■ Task prompt ■
The copy you produce must repeat each record exactly and contain no pictures.

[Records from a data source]
----------

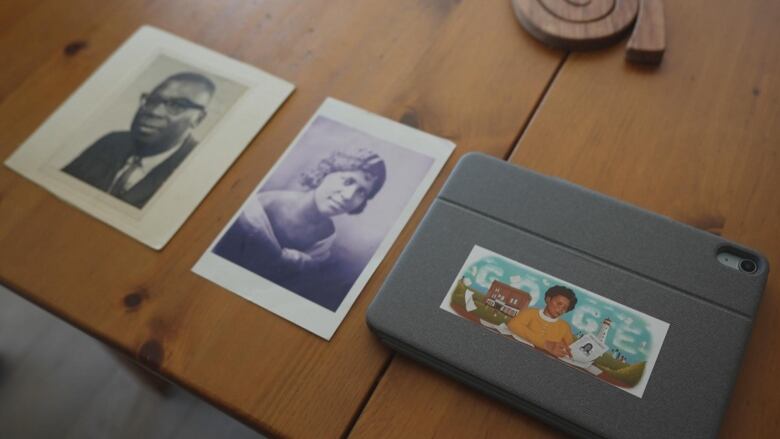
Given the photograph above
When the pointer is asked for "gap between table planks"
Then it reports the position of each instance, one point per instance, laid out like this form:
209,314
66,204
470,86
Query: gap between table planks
696,140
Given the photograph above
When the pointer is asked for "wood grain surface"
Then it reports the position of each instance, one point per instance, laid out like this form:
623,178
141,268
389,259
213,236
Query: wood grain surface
459,69
697,140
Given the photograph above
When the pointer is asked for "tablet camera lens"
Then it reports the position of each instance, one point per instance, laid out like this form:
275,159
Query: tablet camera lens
747,266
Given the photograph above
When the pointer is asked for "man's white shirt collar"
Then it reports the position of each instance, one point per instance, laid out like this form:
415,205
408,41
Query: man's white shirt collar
146,165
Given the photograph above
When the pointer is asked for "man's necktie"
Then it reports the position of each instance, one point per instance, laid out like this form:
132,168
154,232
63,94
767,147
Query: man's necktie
119,186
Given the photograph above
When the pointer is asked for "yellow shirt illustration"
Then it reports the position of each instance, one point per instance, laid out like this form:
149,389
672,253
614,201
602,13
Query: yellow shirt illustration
537,328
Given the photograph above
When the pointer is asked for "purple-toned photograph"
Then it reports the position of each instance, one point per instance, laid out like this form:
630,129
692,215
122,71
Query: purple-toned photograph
318,219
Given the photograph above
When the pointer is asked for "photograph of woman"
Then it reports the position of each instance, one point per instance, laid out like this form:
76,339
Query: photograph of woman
283,233
318,218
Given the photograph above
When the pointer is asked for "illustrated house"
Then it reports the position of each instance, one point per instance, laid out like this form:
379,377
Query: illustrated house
506,298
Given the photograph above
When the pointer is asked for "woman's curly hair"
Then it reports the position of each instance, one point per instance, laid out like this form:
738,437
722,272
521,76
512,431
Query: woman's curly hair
355,159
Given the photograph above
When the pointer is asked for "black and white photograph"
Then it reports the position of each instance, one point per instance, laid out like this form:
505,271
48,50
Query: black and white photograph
150,132
306,241
151,129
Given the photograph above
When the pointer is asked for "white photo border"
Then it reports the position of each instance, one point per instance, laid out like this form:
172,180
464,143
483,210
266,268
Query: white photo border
185,190
297,309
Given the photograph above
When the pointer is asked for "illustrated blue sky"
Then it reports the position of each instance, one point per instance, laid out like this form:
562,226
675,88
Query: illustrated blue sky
629,331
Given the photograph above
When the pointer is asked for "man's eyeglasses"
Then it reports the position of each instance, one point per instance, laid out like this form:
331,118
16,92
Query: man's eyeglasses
172,106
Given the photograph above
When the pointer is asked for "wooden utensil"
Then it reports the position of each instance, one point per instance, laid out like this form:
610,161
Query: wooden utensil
593,24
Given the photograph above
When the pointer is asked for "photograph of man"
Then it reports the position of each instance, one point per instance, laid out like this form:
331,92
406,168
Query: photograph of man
544,328
132,165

----------

■ Result for this exercise ■
Given the photograph above
When the pointer is asked for "gap between table planks"
Then it reports the position of each instance, one point per instance, laid out like this form:
209,314
66,204
470,86
Query: gap between table planks
696,140
Given the photograph above
When the pointer is asked for "wood grain surface"
Then it reports the position of each instance, one point per instance, laid out like this form:
623,178
141,268
389,259
213,236
Query: wood grain surface
459,69
697,140
Given the photograph above
When the pointer is asked for "tablet camera lens"
Then it reports the position of each instance, one point per instance, laid out like this form:
275,159
Query: tablet camera lens
747,266
Given the photograph above
When the pointer is asked for "man's white shirt collar"
Then it reports the position of each instance, one point per instance, laid out like this form:
415,205
408,41
Query: man's white shirt collar
146,165
Given the photograph above
When the pointer is asked for "man's necktie"
Then it reports the position of each instance, one point per instance, laid out like this form:
132,168
154,232
63,94
767,147
Query: man's necktie
119,186
Given the photograph above
When the pointer is asked for "yellow shirt illustration"
Then it reports the position of each instance, one point per instance, laid out like this form:
149,389
672,253
614,201
602,13
Query: yellow shirt illustration
537,328
Given the photograph above
When the pointer is asked for "purple-toned photograph"
Then it reports the position of each instance, one point per instance, laid out like this form:
630,129
692,215
122,71
Query: purple-toned photograph
318,219
Given the photograph above
When the pointer is asked for "photograph of woman"
Then it reports the position of each instance, one point per instance, laid out like this form:
76,339
Query: photograph of woman
283,233
318,218
Given the photograph above
When the pointer is asked for "illustrated house"
Then it reports the position of each instance, one point per instance, laid out like this form:
379,377
Query: illustrated house
506,298
Given the photograph above
When the pointer is asked for "woman's curly hair"
Then it reports the position of each instance, one point per instance, laid out like this form:
738,437
722,272
521,76
512,431
Query: woman's curly hair
355,159
Given the photograph above
When the pointer is asked for "black and white photograph"
Then it reports the position of each instance, one point per instance, laid out like this form:
505,271
48,50
Query: black and white photograph
150,132
306,241
151,129
Given the photograph above
When the pointer is asked for "white photo border"
Then it reports the position of each instance, one point per instance, laid out like this form:
172,180
464,143
483,210
266,268
Query: white photo border
185,190
297,309
Given the photograph above
When the pointer is asked for "illustrated blue sky"
Then it reports the position of each instance, one point per instance, laid out like this form:
562,226
675,88
Query: illustrated blue sky
629,331
Given the photograph above
When the pointer is asked for "man's eyeglasses"
Then it reports the position of each instance, one point per instance, laid out like this form:
331,118
16,92
Query: man's eyeglasses
172,106
Given the photograph above
When the pointer is asked for "wooden utensil"
Then it reports the position of each instance, one point per instance, laid out like this form:
610,161
Query: wooden utensil
593,24
Given the photograph above
When the pointer is asked for "photograph of man"
Then it reports the position of each instance, one point per instance, laid out like this form:
331,92
406,168
Query: photograph of man
544,328
132,165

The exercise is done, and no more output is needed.